→ DESCRIPTION OF THE TASK:
Please list each line below that contains the word "bandana", matching case exactly.

□ □ □ □ □

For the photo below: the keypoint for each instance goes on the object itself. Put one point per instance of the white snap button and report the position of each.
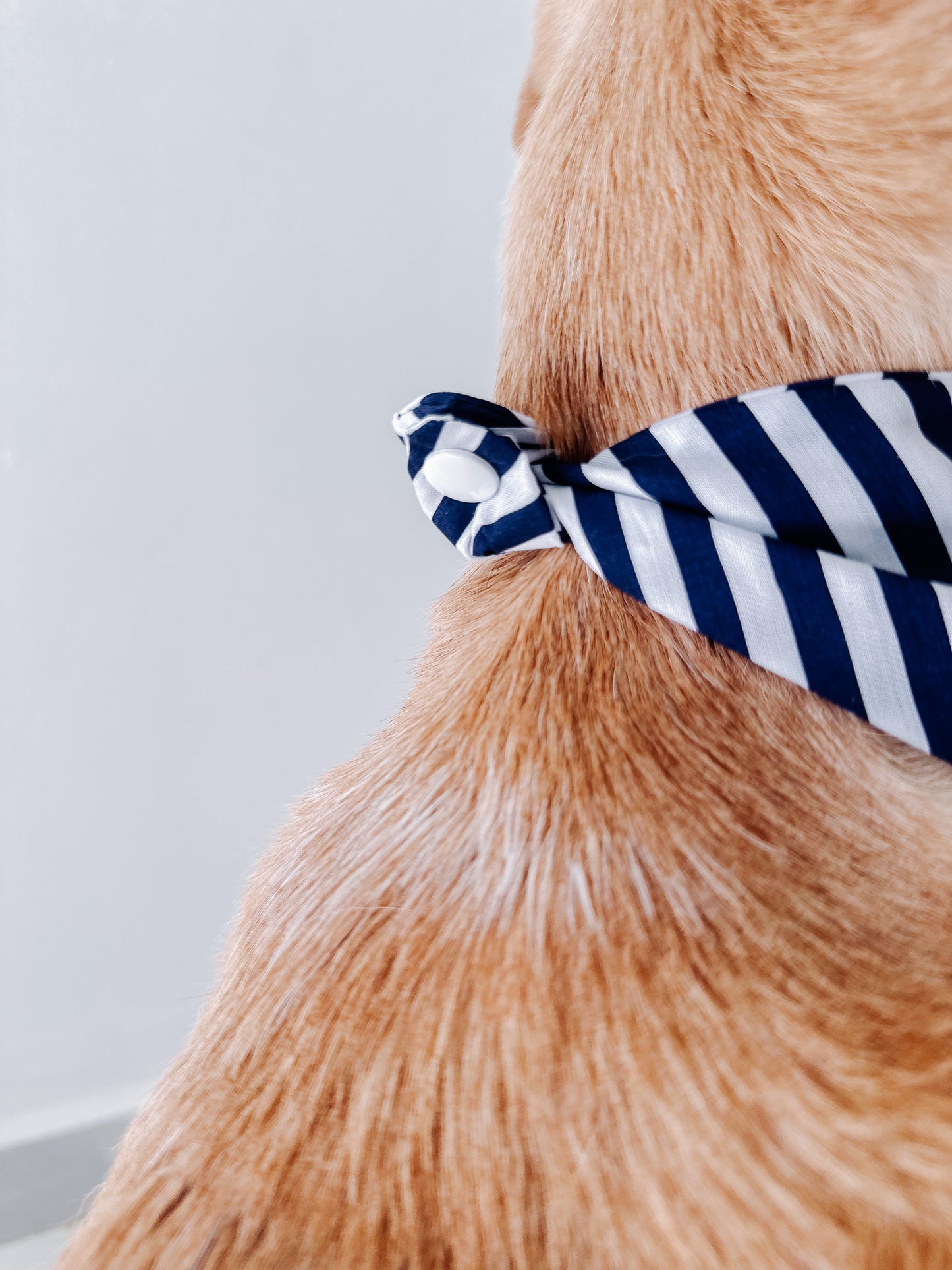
(461, 475)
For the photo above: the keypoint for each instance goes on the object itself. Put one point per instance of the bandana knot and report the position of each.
(808, 527)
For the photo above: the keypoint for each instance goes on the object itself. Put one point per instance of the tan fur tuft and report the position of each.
(613, 950)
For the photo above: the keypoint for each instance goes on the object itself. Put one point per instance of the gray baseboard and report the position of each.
(46, 1183)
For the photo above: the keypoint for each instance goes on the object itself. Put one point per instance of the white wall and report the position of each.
(234, 237)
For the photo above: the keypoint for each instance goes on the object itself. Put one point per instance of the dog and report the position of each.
(615, 949)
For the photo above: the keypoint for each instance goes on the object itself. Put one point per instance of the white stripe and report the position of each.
(456, 434)
(608, 471)
(654, 559)
(893, 413)
(561, 500)
(712, 476)
(760, 601)
(518, 488)
(943, 592)
(430, 497)
(874, 648)
(827, 476)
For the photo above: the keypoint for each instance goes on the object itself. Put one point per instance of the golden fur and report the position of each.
(613, 950)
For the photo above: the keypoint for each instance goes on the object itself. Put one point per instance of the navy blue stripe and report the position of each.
(923, 638)
(777, 488)
(513, 530)
(657, 474)
(484, 415)
(501, 452)
(705, 579)
(422, 442)
(600, 520)
(895, 496)
(452, 517)
(813, 615)
(932, 405)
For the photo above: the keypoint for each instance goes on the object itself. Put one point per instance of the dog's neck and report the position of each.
(715, 198)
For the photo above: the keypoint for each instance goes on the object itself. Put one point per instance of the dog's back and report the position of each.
(613, 950)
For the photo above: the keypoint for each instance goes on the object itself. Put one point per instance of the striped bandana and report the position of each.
(808, 527)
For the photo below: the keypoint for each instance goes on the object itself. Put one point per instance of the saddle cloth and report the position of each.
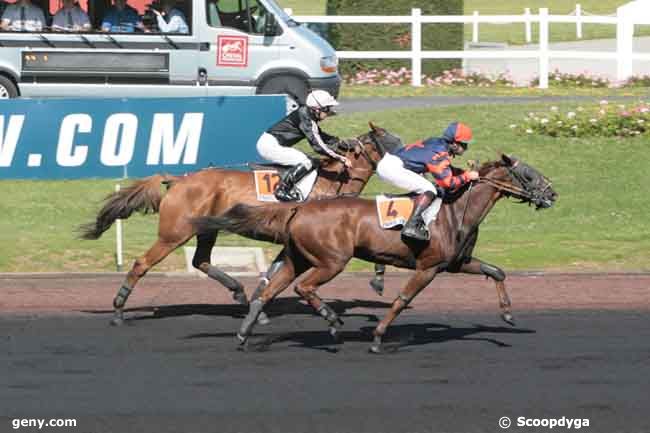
(267, 180)
(394, 211)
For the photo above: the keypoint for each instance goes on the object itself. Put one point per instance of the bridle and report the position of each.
(520, 191)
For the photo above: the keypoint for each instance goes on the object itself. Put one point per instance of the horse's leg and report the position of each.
(141, 266)
(280, 281)
(476, 266)
(377, 283)
(201, 261)
(307, 289)
(419, 281)
(263, 319)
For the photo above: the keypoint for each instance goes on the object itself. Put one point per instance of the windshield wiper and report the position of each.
(169, 41)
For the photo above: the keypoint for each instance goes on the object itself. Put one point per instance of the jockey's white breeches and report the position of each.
(391, 169)
(269, 148)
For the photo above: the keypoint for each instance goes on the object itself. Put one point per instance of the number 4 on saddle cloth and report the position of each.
(267, 178)
(395, 210)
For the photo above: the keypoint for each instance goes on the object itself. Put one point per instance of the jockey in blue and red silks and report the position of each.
(405, 167)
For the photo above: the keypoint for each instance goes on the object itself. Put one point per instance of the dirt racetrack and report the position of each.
(580, 351)
(77, 293)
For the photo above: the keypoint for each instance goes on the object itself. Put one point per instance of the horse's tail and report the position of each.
(268, 222)
(143, 196)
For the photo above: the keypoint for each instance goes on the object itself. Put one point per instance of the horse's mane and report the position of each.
(483, 170)
(489, 166)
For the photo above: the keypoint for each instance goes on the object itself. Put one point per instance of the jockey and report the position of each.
(405, 168)
(275, 144)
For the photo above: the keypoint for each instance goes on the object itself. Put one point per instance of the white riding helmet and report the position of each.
(319, 99)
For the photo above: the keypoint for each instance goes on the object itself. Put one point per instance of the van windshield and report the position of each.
(279, 13)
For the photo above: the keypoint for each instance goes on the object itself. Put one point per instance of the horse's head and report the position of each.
(371, 146)
(519, 180)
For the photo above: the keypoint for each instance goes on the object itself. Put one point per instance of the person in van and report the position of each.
(170, 19)
(121, 18)
(70, 18)
(23, 16)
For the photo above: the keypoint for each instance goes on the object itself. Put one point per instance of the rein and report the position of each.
(341, 182)
(503, 186)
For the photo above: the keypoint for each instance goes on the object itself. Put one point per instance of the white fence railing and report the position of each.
(577, 13)
(624, 55)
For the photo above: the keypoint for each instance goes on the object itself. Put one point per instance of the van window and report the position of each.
(178, 21)
(248, 16)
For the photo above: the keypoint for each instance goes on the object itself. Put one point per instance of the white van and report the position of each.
(234, 47)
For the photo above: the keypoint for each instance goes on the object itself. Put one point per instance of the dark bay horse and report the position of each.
(322, 236)
(211, 192)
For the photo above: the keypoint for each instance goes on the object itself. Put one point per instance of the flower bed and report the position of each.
(605, 120)
(558, 79)
(454, 77)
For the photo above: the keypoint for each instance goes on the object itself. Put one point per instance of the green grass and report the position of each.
(598, 223)
(365, 91)
(514, 33)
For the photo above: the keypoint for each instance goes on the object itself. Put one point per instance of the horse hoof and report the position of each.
(263, 319)
(507, 317)
(239, 296)
(242, 339)
(377, 285)
(335, 334)
(117, 321)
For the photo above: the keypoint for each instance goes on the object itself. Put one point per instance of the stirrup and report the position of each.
(284, 194)
(417, 231)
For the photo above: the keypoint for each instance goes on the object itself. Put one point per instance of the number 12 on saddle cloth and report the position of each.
(265, 183)
(393, 211)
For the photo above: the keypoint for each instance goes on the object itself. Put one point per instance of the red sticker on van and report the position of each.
(232, 51)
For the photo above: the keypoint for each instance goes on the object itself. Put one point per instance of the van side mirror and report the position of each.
(270, 26)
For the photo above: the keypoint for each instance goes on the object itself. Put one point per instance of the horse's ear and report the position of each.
(507, 160)
(376, 129)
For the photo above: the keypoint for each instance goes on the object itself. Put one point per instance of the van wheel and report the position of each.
(7, 88)
(294, 87)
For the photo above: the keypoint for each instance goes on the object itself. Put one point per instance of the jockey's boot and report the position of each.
(415, 228)
(286, 189)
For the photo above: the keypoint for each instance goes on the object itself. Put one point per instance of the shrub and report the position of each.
(390, 37)
(402, 76)
(605, 120)
(558, 79)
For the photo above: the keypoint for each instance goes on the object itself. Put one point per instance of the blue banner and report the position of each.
(113, 138)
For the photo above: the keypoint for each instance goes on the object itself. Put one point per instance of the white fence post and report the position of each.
(118, 238)
(543, 48)
(475, 27)
(416, 47)
(579, 21)
(529, 27)
(624, 43)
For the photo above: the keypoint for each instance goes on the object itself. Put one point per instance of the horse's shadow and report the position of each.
(399, 336)
(279, 307)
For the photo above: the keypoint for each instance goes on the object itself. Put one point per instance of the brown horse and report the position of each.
(211, 192)
(321, 237)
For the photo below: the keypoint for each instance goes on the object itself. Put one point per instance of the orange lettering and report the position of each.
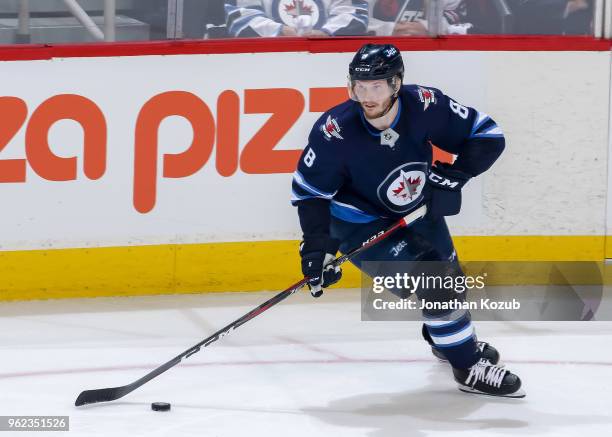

□ □ □ □ □

→ TASK RESPONSE:
For the photo above: the keypoint for each instance goes on the object itself. Put one point per instance of the bandana knot and report the position of each.
For the photo above: the keypoint for each instance goes on the object itself. Put one point per instance of the striped bandana and report the position of each.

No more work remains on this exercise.